• _Passage given_:
/---

CRITIQUES: Post constructive critiques and commentary about the entries to this Challenge in the Critiques Thread.


Design a board game on which the icons on this image play a central role.

You can use the entire image as a board, or sets of icons as tiles, or individual icons on cards or anything you want, as long as the game is somehow focused on the icons and hazards depicted by them.


Theme: Danger, accidents, pain or any similar concept suggested by the icons. Other than that, feel free to elaborate any way you like. Humor, educational, realistic, whatever works.

Main Design Requirement:
The icons on the reference image must play an important role in the game.

Formatting Request:
Please use the GDS formatting template as a reference to format your entries before submitting. No entry will be dismissed for lack of proper formatting, but entries based on the template will be greatly appreciated. You can find a quick explanation of Markdown here.

\---

• _Data excerpt_:
/---

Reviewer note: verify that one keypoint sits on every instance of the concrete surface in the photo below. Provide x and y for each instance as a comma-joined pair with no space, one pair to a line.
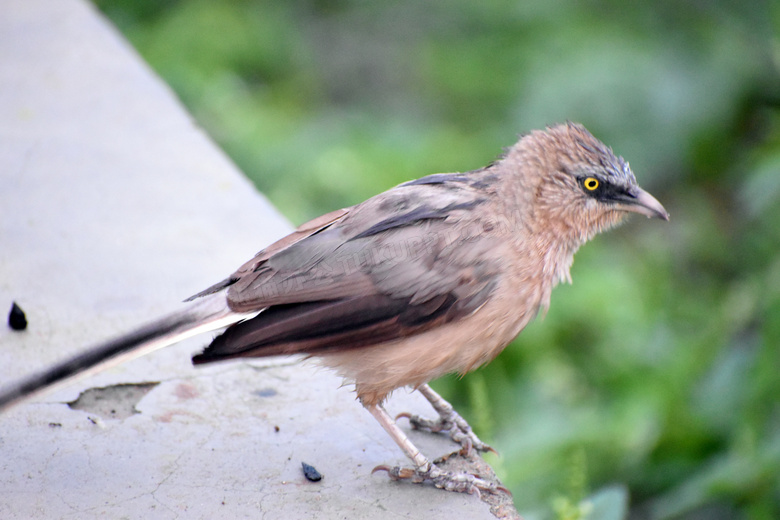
114,206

\---

• _What you need to do_:
**1.** According to the board game challenge description, where should critiques of the entries be posted?
**2.** Write a continuation of the board game challenge description, beginning right after its final sentence.
The listing plays no part in this work.

• _Answers_:
**1.** In the Critiques Thread.

**2.**
Special Prize for the Winner:
Unless the winning game requires absurd amounts of artwork and graphic design, I'll be happy to reward the winner with my services as a professional graphic designer for free to produce a nice Print and Play version of the game.


  • Start Date: Friday, 9-April-2010
  • End Date: Friday, 16-April-2010, Noon US Eastern time (approximately)
  • Voting: Friday, 16-April-2010 through Friday, 23-April-2010.

  • Comments or Questions: Comments and questions about this Challenge can be posted on the Comments Thread.

  • GDS Details: For more details on how these Game Design Showdown Challenges work, visit the GDS Wiki Page.


Please note, you must PM or e-mail me, seo, your GDS entry for this month. If you want to use e-mail, please PM me for my e-mail address.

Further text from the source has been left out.